- [WHAT IS BEING ASKED] How many lines of these entries hold the string "foliage"? Reply with the number alone.

RECORD EXTRACTS Start Marker

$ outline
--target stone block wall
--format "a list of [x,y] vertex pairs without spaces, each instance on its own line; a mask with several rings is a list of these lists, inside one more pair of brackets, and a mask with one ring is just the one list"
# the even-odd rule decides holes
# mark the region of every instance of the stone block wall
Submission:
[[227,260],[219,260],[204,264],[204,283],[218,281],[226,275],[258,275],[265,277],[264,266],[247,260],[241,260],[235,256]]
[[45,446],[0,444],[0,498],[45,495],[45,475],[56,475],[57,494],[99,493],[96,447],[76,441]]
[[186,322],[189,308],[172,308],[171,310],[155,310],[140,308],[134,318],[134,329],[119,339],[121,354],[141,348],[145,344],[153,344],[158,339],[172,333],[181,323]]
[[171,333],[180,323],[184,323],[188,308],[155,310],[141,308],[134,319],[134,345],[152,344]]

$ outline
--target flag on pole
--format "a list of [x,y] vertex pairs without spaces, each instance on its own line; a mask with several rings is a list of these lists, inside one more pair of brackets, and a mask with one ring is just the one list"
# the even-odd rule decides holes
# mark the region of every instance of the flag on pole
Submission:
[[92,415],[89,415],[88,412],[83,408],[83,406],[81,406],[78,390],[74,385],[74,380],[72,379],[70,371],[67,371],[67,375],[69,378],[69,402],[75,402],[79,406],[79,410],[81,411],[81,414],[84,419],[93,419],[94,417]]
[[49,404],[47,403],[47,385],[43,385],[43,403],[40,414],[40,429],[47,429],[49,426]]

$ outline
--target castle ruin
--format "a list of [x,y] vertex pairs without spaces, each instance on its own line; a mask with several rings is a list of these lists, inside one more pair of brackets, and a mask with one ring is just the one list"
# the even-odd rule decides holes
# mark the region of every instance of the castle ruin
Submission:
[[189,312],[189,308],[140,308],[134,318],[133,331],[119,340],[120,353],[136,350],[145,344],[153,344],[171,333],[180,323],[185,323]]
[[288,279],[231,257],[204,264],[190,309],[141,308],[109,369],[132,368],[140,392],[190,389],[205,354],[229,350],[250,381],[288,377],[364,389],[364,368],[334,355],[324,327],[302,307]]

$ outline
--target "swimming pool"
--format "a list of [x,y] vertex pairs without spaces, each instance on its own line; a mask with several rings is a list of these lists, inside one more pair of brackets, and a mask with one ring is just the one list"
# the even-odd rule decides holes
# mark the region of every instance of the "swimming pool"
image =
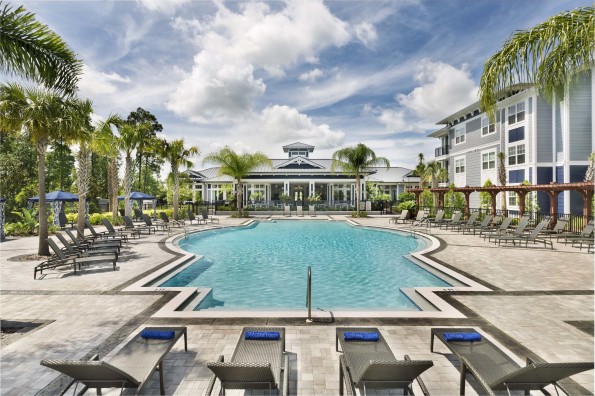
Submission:
[[417,311],[402,288],[449,286],[406,258],[425,239],[345,222],[257,222],[199,232],[179,247],[203,257],[160,287],[212,288],[194,310],[303,309],[308,266],[313,307],[324,310]]

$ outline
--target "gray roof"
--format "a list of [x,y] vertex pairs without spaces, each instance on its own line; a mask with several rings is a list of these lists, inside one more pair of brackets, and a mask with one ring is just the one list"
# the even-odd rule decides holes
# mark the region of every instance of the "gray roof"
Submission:
[[283,146],[283,152],[285,152],[285,153],[288,152],[290,149],[291,150],[299,150],[299,149],[308,150],[308,152],[311,153],[312,151],[314,151],[314,146],[310,146],[309,144],[300,143],[300,142],[291,143],[286,146]]
[[379,182],[419,182],[418,176],[413,176],[413,170],[395,166],[391,168],[372,168],[376,173],[370,176],[370,180]]

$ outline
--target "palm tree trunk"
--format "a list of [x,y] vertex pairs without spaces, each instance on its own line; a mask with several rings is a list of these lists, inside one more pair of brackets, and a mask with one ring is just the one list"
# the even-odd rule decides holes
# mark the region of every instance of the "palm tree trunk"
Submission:
[[110,159],[109,169],[111,171],[110,183],[112,186],[110,205],[112,217],[115,220],[118,218],[118,186],[120,185],[120,181],[118,180],[118,160],[116,157]]
[[91,151],[87,143],[81,143],[78,155],[78,169],[76,185],[79,195],[79,210],[77,225],[79,228],[85,228],[85,218],[87,214],[87,194],[89,193],[89,173],[91,170]]
[[355,175],[355,213],[359,215],[359,193],[360,183],[359,183],[359,173]]
[[238,205],[238,217],[242,215],[242,208],[244,206],[244,197],[242,194],[242,183],[240,179],[237,180],[236,184],[236,203]]
[[48,212],[45,203],[45,151],[47,149],[46,140],[38,140],[37,148],[37,172],[39,179],[39,246],[37,254],[40,256],[49,256],[50,248],[48,246]]
[[126,168],[124,170],[124,213],[130,216],[130,193],[132,192],[132,158],[126,156]]
[[[146,169],[146,168],[145,168]],[[180,177],[178,175],[178,169],[172,167],[171,173],[174,177],[174,220],[178,220],[178,200],[180,199]]]

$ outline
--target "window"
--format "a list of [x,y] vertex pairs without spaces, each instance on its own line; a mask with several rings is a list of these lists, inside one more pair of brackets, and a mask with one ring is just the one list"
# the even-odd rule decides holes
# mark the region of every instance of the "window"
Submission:
[[496,152],[484,153],[481,155],[481,169],[495,169],[496,168]]
[[508,206],[518,206],[519,196],[514,191],[508,192]]
[[465,143],[465,126],[455,129],[455,144]]
[[508,131],[508,143],[525,140],[525,127],[514,128]]
[[292,150],[289,152],[289,158],[297,156],[308,157],[308,150]]
[[455,160],[455,173],[465,173],[465,159]]
[[481,119],[481,136],[486,136],[494,132],[496,132],[496,124],[490,123],[488,117],[483,117]]
[[525,145],[519,144],[508,148],[508,165],[521,165],[525,163]]
[[525,102],[508,107],[508,125],[516,124],[525,119]]

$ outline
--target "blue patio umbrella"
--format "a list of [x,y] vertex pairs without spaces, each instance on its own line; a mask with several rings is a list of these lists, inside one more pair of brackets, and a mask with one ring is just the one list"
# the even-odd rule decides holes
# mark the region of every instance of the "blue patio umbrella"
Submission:
[[0,197],[0,241],[4,240],[4,202],[6,199]]
[[[122,201],[122,200],[124,200],[124,198],[125,197],[123,195],[120,195],[118,197],[118,201]],[[150,199],[151,201],[153,201],[153,218],[156,219],[157,218],[157,206],[156,206],[157,198],[152,195],[145,194],[144,192],[139,192],[139,191],[133,191],[130,193],[130,200],[138,201],[139,202],[138,206],[141,206],[140,203],[142,201],[144,201],[145,199],[147,199],[147,200]],[[132,203],[130,205],[131,205],[130,210],[132,211]]]
[[[62,202],[78,202],[79,196],[62,190],[52,191],[45,194],[46,202],[62,201]],[[28,198],[29,202],[39,202],[39,196]]]

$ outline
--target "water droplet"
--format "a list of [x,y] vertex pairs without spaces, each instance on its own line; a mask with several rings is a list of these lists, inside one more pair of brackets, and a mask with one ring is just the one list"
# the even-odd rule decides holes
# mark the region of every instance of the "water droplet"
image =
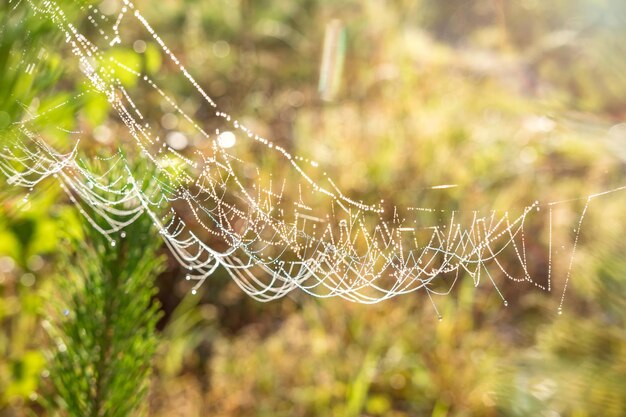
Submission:
[[65,310],[63,310],[63,315],[64,316],[69,316],[70,315],[70,311],[66,308]]
[[186,276],[185,276],[185,279],[186,279],[187,281],[189,281],[189,280],[191,279],[191,277],[190,277],[189,275],[186,275]]
[[148,45],[146,44],[146,42],[142,41],[141,39],[138,39],[133,43],[133,49],[138,54],[143,54],[144,52],[146,52],[147,47]]
[[235,136],[233,132],[222,132],[217,137],[217,144],[221,148],[232,148],[233,146],[235,146],[235,142],[237,142],[237,136]]
[[504,306],[505,306],[505,307],[508,307],[508,306],[509,306],[509,302],[508,302],[508,301],[506,301],[506,300],[504,300]]
[[115,241],[114,240],[111,241],[111,246],[115,247]]
[[122,239],[124,239],[126,237],[126,232],[120,233],[120,236],[122,237]]
[[165,141],[174,150],[180,151],[189,145],[189,139],[181,132],[171,132],[165,138]]
[[437,316],[437,320],[441,321],[441,320],[443,320],[443,317]]
[[559,316],[563,314],[563,309],[559,307]]
[[193,290],[191,290],[191,293],[192,293],[193,295],[196,295],[196,294],[198,293],[198,291],[196,291],[195,289],[193,289]]

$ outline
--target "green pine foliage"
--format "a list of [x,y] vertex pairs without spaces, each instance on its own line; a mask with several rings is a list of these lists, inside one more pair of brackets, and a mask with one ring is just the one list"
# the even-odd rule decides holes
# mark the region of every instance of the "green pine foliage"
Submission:
[[52,415],[125,417],[145,412],[160,317],[155,276],[160,239],[143,215],[115,245],[85,221],[64,251],[55,347]]

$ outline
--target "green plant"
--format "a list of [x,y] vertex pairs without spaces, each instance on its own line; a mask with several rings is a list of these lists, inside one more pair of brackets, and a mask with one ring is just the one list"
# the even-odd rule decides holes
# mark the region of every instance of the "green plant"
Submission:
[[56,346],[50,364],[53,415],[135,416],[145,411],[157,347],[155,276],[163,267],[152,222],[142,216],[117,244],[85,221],[69,239],[58,279]]

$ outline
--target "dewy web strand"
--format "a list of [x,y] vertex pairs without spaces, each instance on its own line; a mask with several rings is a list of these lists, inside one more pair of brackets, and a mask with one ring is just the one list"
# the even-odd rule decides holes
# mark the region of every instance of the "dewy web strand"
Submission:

RECORD EXTRACTS End Marker

- [THE ANSWER] 2